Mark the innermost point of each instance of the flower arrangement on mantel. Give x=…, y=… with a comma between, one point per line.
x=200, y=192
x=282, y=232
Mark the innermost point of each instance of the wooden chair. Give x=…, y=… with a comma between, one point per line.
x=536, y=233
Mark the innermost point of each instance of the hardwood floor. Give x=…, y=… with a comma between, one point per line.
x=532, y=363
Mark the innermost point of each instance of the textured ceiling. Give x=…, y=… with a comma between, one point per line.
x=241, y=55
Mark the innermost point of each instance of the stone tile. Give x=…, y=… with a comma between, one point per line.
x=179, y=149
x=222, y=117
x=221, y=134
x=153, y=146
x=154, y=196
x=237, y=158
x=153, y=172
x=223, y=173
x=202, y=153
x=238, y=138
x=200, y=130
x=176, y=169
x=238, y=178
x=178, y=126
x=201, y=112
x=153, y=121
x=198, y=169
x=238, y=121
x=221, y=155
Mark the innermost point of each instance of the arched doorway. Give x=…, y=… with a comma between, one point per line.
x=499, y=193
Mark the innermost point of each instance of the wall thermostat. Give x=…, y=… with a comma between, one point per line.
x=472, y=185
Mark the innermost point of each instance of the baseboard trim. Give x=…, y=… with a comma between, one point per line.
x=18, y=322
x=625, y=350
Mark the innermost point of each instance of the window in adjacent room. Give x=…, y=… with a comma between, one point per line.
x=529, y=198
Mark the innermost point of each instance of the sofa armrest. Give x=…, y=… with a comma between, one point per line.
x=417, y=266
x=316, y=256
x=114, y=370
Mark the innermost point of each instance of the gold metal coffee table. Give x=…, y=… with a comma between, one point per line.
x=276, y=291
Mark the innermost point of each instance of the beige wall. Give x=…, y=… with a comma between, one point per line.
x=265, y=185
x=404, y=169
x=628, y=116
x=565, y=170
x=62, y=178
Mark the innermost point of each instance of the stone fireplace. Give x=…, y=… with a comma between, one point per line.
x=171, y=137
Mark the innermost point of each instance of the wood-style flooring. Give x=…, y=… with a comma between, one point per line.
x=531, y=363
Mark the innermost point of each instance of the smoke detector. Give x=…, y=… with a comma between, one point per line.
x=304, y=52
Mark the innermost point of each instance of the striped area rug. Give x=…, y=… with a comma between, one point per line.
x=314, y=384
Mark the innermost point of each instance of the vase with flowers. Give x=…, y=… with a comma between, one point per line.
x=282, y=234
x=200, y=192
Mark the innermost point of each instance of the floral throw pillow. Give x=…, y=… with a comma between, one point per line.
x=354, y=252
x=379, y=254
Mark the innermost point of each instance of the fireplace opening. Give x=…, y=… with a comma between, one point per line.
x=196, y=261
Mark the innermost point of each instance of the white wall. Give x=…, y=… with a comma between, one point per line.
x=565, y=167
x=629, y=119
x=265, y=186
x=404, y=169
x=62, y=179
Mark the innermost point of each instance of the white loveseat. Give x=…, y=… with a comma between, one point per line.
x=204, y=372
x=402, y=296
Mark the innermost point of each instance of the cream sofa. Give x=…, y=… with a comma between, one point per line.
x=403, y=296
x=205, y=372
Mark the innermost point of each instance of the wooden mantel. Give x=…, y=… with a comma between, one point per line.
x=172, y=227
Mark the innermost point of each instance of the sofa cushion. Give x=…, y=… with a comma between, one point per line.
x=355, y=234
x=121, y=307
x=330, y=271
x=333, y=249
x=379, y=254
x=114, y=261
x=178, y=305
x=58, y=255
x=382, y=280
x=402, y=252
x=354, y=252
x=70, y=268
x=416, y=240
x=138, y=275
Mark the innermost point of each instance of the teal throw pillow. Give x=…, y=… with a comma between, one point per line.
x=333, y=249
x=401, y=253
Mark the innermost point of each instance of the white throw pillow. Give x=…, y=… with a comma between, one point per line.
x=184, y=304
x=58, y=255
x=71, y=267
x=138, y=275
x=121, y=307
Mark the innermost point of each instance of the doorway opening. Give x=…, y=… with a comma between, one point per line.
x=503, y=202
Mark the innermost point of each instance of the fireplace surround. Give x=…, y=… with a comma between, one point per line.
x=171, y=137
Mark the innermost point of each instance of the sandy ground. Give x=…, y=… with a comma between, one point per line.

DIRECTIONS FOR THIS TASK |
Set down all of the records shown above once more, exactly.

SOLVED PROBLEM |
Mark the innermost point of each instance of the flower arrangement on mantel. Give x=…, y=… with a comma between, one point per line.
x=200, y=192
x=282, y=232
Mark the innermost point of each instance of the wooden chair. Give x=…, y=… with a comma between, one point per line.
x=536, y=233
Mark the innermost point of each instance of the hardwood floor. Give x=…, y=… with a comma between, one point per line.
x=532, y=363
Mark the innermost point of each instance of the textured ceiling. Give x=…, y=… with a comma between, one point per line.
x=241, y=55
Mark the innermost point of each instance of the stone tile. Give x=…, y=… with a comma between, one point per line.
x=179, y=149
x=222, y=117
x=221, y=134
x=153, y=146
x=154, y=196
x=237, y=158
x=153, y=172
x=223, y=173
x=202, y=153
x=238, y=138
x=200, y=130
x=176, y=169
x=238, y=178
x=178, y=126
x=201, y=112
x=153, y=121
x=198, y=169
x=238, y=121
x=221, y=155
Mark the innermost point of each instance of the arched doorway. Give x=…, y=… with a comma between, one point per line.
x=499, y=193
Mark the innermost point of each instance of the wall thermostat. Give x=…, y=… with a comma between, one point per line.
x=472, y=185
Mark the innermost point of each instance of the baseboard trim. Give x=…, y=… with a comma between, one point per line.
x=18, y=322
x=625, y=350
Mark the innermost point of each instance of the window in adjacent room. Give x=…, y=… with a comma between, one point per line.
x=529, y=198
Mark the innermost point of each instance of the sofa armrest. Give x=…, y=… with a comma between, one point per line.
x=417, y=266
x=316, y=256
x=114, y=370
Mark the innermost point of each instance of the gold metal coffee table. Give x=…, y=… with a comma between, one point per line.
x=276, y=291
Mark the innermost point of each instance of the beige wall. Give x=…, y=… with a comma between, one point per line.
x=265, y=185
x=404, y=169
x=628, y=116
x=565, y=170
x=62, y=178
Mark the innermost point of each instance of the stone fireplace. Give x=…, y=… with a comma between, one point per line.
x=171, y=137
Mark the innermost point of each instance of the wood-style flooring. Give x=…, y=… with a comma between, one point per line.
x=531, y=363
Mark the innermost point of each instance of the smoke detector. Give x=…, y=… with a comma between, one point per line.
x=304, y=52
Mark the innermost point of each instance of the striped area rug. Give x=…, y=… with a comma between, one point per line.
x=314, y=384
Mark the innermost point of each instance of the vase with flowers. Give x=…, y=… with a comma between, one point per line.
x=282, y=234
x=200, y=192
Mark the innermost point of each instance of the floral throw pillow. Give x=…, y=… with a comma between, one point per line.
x=354, y=252
x=379, y=254
Mark the innermost point of each instance of the fireplace opening. Give x=…, y=… with a comma between, one point per line.
x=196, y=261
Mark the innermost point of each instance of the white wall. Give x=…, y=… with a comma between, one point per line.
x=565, y=167
x=629, y=119
x=265, y=186
x=404, y=169
x=62, y=179
Mark the innermost point of each instance of the white loveseat. Give x=…, y=… with a comma between, one point per line.
x=204, y=372
x=402, y=296
Mark the innermost point of each instance of the cream sofa. Give x=…, y=… with a comma between, one point per line.
x=403, y=296
x=205, y=372
Mark the innermost point of each instance of the wooden mantel. Give x=…, y=… with a comma between, one point per line.
x=172, y=227
Mark the innermost point of each instance of the sofa cushion. Give x=…, y=… with a comma between, one point per line.
x=355, y=234
x=121, y=307
x=330, y=271
x=333, y=249
x=379, y=254
x=114, y=261
x=178, y=305
x=58, y=255
x=382, y=280
x=402, y=252
x=354, y=252
x=70, y=268
x=416, y=240
x=138, y=275
Mark the innermost point of each instance of the teal throw pillow. Give x=…, y=… with a comma between, one point per line.
x=333, y=249
x=401, y=253
Mark the innermost point of each instance of the white throw pillow. Give x=…, y=… with a comma between, one point per line.
x=184, y=304
x=58, y=255
x=71, y=267
x=138, y=275
x=121, y=307
Mark the innermost point of each instance of the doorway opening. Give x=…, y=… with a comma between, one point per line.
x=503, y=202
Mark the innermost point of each instance of the fireplace surround. Give x=…, y=… with a comma between, one point per line.
x=171, y=137
Mark the innermost point of each instance of the sandy ground. Give x=…, y=… with a comma between, one point per line.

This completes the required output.